Give every line of the items below as a JSON list of strings, one string per line, with blank lines left out.

** Working data **
-*-

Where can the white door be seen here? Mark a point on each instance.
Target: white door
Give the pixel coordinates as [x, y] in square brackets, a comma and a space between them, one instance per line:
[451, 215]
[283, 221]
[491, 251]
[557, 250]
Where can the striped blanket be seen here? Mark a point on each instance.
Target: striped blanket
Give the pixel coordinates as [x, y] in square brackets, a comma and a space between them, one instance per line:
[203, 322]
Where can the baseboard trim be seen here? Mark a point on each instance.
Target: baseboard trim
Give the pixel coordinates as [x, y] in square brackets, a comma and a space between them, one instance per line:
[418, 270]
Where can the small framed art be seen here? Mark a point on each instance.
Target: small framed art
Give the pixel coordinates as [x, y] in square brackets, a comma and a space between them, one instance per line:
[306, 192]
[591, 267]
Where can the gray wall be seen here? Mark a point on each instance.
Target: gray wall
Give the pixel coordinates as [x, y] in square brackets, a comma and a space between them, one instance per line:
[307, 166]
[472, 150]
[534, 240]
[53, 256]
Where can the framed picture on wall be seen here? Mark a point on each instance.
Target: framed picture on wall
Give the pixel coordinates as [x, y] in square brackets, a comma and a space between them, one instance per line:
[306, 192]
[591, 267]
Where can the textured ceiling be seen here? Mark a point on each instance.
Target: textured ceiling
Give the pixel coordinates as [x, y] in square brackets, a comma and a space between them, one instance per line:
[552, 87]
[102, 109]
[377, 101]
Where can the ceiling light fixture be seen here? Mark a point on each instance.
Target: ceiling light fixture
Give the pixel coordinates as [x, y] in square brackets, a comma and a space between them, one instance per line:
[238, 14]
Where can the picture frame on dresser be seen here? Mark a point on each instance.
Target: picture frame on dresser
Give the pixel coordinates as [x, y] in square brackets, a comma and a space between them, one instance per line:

-*-

** Result **
[
  "Where can the white door be seen here? Mark a point on each instance.",
  "Target: white door",
  "Give the pixel coordinates as [x, y] in square brackets, a comma and a space between them, one instance per line:",
  "[451, 215]",
  "[283, 221]",
  "[491, 251]",
  "[557, 250]",
  "Where can the striped blanket be seen here? Mark a point on each instance.",
  "Target: striped blanket",
  "Give the pixel coordinates as [x, y] in square brackets, a comma and a space between them, one instance per line:",
  "[203, 322]",
  "Where can the baseboard trim be seen here? Mark a point on each instance.",
  "Target: baseboard trim",
  "Give the pixel coordinates as [x, y] in square brackets, a comma and a space between them, one instance per line:",
  "[418, 270]",
  "Where can the small framed art be seen here? Mark a point on each instance.",
  "Target: small framed art",
  "Give the pixel coordinates as [x, y] in square brackets, a comma and a space between them, one instance per line:",
  "[306, 192]",
  "[591, 267]",
  "Where can the gray wall be seen here? Mark a point on each instance.",
  "Target: gray wall",
  "Give the pixel coordinates as [x, y] in square brackets, a comma and a space between them, one instance per line:",
  "[307, 166]",
  "[472, 150]",
  "[534, 240]",
  "[53, 256]",
  "Where can the framed picture on wall be seen here? Mark a point on each instance.",
  "Target: framed picture on wall",
  "Give the pixel coordinates as [x, y] in square brackets, a comma and a space between them, one instance per line:",
  "[306, 192]",
  "[591, 267]",
  "Where can the textured ceiling be seen here? Mark a point on each instance.",
  "Target: textured ceiling",
  "Give the pixel coordinates as [x, y] in square brackets, a comma and a space between them, one instance per line:",
  "[552, 87]",
  "[102, 109]",
  "[377, 101]",
  "Where can the ceiling light fixture be seen here? Mark a point on each instance.",
  "Target: ceiling light fixture",
  "Give the pixel coordinates as [x, y] in square brackets, a comma and a space between them, one instance per line:",
  "[238, 14]",
  "Where can the picture frame on dresser be seen here? Mark a point on each instance.",
  "Target: picture frame on dresser",
  "Give the pixel coordinates as [x, y] in square brackets, a comma and a space between them, one instance per line:"
]